# To do
Every line containing the word "above" is to be copied from the data below.

(Collected data)
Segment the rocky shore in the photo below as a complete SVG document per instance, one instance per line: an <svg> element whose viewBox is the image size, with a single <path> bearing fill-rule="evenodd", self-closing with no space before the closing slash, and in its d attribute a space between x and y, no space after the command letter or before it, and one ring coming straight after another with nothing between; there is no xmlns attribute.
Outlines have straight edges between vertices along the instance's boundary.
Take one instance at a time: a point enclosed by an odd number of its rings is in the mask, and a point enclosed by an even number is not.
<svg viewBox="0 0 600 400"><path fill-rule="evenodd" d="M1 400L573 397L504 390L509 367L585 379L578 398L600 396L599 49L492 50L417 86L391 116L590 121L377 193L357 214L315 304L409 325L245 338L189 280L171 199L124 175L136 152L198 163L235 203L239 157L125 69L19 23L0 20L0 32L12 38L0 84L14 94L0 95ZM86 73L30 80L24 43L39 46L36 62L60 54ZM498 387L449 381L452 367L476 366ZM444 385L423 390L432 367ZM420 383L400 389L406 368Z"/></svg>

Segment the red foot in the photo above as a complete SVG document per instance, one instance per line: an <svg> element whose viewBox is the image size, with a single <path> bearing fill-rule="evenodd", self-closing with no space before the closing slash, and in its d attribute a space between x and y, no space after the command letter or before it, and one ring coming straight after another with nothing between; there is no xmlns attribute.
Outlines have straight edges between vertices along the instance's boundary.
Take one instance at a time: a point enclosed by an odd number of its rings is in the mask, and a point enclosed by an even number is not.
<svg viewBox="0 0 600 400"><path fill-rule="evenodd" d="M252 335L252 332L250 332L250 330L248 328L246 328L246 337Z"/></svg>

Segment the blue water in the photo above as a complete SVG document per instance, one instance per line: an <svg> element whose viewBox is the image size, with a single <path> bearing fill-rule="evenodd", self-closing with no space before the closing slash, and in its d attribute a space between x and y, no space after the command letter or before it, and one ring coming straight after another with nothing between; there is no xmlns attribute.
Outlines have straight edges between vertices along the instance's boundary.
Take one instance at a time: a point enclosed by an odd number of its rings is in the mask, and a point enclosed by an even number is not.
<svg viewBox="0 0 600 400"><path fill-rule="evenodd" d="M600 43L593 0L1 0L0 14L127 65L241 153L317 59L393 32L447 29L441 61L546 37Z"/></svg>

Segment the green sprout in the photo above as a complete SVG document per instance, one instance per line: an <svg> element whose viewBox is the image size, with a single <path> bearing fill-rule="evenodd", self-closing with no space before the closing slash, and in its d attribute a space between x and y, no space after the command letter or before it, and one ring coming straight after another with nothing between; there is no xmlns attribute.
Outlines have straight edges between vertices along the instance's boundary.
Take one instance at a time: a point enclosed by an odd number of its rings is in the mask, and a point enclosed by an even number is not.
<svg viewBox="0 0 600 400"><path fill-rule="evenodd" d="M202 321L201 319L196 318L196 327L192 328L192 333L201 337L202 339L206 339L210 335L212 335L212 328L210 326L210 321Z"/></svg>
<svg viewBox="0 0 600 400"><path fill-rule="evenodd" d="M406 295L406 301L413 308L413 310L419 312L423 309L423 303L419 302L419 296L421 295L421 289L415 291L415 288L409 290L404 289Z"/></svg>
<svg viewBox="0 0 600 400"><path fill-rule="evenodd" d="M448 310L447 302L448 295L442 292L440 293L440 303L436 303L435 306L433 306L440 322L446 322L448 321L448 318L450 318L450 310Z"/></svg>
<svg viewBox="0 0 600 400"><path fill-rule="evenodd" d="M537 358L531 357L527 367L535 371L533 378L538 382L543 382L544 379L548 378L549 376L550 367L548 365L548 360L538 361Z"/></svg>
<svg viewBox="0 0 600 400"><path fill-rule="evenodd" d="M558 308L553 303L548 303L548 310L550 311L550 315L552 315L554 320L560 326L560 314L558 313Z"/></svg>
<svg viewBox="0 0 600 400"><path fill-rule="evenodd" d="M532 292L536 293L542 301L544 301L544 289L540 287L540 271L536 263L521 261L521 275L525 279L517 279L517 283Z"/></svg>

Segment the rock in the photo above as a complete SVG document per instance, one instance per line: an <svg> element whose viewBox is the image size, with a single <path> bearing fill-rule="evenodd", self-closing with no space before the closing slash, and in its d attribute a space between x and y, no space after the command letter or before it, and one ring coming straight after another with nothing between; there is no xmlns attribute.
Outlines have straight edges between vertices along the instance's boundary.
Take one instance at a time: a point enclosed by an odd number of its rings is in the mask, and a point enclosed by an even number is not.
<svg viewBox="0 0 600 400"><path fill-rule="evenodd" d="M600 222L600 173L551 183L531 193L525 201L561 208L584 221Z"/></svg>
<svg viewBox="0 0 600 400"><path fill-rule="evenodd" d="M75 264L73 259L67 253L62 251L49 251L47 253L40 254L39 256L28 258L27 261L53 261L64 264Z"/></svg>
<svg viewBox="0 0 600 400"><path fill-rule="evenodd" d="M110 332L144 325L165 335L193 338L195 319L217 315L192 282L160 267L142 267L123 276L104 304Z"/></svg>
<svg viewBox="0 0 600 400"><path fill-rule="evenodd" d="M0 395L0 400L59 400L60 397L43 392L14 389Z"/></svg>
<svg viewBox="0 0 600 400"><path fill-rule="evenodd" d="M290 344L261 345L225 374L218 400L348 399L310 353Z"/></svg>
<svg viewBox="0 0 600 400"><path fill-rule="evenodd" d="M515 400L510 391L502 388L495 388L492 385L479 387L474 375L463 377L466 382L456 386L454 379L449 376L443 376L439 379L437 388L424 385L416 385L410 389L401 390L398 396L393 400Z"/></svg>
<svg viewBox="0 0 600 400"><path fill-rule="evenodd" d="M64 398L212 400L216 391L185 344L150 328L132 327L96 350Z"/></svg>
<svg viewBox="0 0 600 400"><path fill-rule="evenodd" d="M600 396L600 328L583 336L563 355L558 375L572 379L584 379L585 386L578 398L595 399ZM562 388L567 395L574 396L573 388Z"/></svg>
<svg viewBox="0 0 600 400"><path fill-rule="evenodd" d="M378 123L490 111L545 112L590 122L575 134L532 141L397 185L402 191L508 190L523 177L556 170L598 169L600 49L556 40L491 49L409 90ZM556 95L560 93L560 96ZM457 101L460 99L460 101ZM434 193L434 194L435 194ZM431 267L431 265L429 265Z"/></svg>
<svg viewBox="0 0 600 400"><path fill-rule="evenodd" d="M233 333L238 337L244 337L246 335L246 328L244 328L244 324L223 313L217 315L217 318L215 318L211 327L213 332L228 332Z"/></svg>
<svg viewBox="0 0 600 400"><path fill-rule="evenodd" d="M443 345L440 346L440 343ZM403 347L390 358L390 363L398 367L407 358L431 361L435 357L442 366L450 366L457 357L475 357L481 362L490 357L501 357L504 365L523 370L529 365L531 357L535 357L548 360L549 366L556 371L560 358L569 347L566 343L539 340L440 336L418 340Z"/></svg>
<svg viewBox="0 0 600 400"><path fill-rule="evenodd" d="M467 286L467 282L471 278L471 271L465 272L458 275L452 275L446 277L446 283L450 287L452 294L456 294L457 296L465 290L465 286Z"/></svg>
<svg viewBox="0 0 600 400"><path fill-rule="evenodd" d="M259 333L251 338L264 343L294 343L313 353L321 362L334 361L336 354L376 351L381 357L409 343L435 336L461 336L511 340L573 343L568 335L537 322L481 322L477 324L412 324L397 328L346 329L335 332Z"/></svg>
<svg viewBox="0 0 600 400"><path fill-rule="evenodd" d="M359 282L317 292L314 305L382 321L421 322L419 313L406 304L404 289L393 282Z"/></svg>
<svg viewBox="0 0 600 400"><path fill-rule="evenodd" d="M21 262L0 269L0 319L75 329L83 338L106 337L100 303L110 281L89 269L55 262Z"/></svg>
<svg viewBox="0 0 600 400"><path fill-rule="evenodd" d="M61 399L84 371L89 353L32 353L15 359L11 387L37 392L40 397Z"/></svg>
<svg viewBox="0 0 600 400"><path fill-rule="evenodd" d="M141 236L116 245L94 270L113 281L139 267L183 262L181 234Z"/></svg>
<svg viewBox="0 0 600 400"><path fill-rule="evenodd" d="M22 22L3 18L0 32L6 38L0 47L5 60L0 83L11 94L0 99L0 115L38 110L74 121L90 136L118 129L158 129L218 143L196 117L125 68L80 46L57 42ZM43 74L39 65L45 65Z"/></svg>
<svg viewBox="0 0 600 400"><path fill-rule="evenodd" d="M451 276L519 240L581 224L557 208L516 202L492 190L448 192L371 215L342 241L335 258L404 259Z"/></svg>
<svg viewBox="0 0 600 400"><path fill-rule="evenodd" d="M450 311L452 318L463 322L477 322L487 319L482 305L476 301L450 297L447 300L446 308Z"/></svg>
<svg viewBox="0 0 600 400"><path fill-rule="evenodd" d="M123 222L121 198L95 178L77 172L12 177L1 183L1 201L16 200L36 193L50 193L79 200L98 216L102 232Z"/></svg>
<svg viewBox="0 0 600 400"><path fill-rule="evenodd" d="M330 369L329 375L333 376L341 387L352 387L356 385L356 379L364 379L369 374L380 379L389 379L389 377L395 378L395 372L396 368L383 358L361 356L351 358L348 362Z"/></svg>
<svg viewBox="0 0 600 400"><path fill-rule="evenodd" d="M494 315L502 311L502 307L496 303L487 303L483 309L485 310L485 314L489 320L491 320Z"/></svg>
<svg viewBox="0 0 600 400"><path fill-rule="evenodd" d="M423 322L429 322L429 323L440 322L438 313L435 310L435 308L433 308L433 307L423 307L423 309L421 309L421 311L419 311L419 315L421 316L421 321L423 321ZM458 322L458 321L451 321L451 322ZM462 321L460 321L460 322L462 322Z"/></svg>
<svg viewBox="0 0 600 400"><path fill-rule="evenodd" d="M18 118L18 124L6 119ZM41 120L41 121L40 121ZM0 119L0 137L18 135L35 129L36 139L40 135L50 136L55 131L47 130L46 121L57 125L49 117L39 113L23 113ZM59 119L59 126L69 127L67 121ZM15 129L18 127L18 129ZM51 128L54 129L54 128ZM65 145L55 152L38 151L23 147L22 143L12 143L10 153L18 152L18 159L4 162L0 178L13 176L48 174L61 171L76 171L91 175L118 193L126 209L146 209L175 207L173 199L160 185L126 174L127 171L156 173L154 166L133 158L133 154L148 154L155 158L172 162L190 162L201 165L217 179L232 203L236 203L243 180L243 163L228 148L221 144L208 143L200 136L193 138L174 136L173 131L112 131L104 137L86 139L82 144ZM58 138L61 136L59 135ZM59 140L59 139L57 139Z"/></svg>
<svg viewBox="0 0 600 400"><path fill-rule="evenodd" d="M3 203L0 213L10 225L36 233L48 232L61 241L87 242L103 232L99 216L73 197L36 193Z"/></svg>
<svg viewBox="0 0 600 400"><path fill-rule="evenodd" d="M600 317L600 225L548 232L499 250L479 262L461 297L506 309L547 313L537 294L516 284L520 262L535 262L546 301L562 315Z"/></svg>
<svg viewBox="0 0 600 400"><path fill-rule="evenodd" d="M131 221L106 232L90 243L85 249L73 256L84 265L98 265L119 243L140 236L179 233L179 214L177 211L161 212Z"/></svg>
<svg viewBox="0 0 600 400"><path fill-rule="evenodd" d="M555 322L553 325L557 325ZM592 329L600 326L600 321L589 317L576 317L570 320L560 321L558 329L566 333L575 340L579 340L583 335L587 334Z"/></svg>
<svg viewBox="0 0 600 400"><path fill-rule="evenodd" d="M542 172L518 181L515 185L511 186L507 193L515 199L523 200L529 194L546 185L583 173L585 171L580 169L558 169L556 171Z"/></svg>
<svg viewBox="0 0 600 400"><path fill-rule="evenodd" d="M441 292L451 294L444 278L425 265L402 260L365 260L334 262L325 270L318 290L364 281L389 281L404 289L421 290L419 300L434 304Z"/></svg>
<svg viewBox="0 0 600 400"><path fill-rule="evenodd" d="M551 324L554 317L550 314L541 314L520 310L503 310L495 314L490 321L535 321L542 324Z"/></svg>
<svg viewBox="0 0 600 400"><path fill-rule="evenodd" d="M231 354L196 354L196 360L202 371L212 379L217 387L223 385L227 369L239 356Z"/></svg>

# Task solution
Segment the red foot in the photo above as a complete SVG document per instance, one instance per line: an <svg> element whose viewBox is the image size, with a single <path> bearing fill-rule="evenodd", self-closing with no space before the closing slash, and in its d attribute a space between x and y, no space after the command letter or before it, and one ring coming straight after another with nothing between; there is no xmlns attribute.
Segment the blue water in the photo above as a complete SVG document per instance, one instance per line: an <svg> element whose viewBox is the image size, with a single <path> bearing fill-rule="evenodd", self-closing with no space before the closing slash, and in its d attribute a space between x and y, no space after the command letter or before it, and one ring coming straight after another with nothing between; there is no xmlns attribute.
Segment the green sprout in the photo above as a complete SVG document per instance, one instance per line: an <svg> element whose viewBox is the image size, with a single <path> bearing fill-rule="evenodd", self-closing with no space before the closing slash, and in its d attribute a space between x and y, no space after the command letter or before it, and one ring coming straight after another with nothing between; there is no xmlns attribute.
Segment the rock in the photo above as a complete SVG document per instance, one instance per line: an <svg> element whose viewBox is the image size, with a single <path> bearing fill-rule="evenodd", self-closing with no space before the closing slash, and in its d attribute a space between x and y, no space after the command letter or before it, and one ring coming straight after another with nothing between; there is no xmlns attribute.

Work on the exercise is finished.